* START Dataset rows *
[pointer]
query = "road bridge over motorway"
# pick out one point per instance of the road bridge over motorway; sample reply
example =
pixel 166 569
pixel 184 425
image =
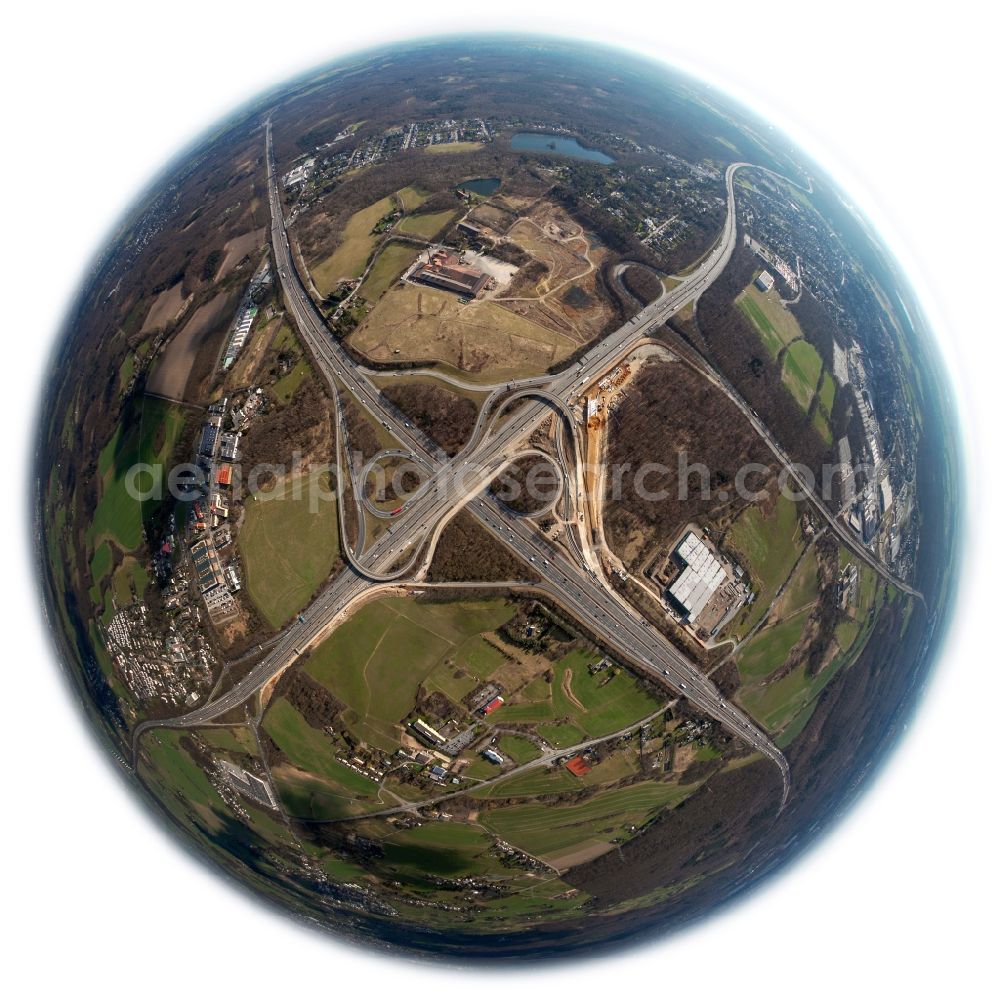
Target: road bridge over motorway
* END Dataset rows *
* START Dataset rows *
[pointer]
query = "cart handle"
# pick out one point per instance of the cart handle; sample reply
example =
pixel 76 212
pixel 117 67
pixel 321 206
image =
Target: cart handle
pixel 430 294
* END Dataset rows *
* START Dataset rows *
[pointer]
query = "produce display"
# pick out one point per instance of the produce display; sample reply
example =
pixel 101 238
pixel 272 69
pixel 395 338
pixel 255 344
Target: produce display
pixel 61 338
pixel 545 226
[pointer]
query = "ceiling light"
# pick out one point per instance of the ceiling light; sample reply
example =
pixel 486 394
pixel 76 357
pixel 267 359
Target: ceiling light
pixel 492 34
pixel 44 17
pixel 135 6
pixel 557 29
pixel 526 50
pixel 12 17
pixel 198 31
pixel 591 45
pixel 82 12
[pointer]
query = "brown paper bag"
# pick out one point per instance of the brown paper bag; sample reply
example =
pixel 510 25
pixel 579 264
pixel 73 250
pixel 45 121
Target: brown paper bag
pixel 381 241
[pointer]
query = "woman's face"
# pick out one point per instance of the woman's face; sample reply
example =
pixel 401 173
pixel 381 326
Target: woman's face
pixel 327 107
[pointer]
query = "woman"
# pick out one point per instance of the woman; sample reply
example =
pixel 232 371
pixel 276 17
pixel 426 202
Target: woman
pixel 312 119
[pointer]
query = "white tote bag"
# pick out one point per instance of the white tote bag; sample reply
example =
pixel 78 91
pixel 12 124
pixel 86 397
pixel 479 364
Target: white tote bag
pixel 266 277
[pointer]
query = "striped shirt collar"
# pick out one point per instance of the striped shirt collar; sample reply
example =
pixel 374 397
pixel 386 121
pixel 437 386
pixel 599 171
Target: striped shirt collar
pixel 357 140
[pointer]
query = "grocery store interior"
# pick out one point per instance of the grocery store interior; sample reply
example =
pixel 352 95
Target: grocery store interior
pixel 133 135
* END Dataset rows *
**Directions for this task**
Pull out every line of the listing that contains the word "white", treating case as significant.

**Problem solution**
query = "white tote bag"
# pick out one point per instance of the white tote bag; sample reply
Target: white tote bag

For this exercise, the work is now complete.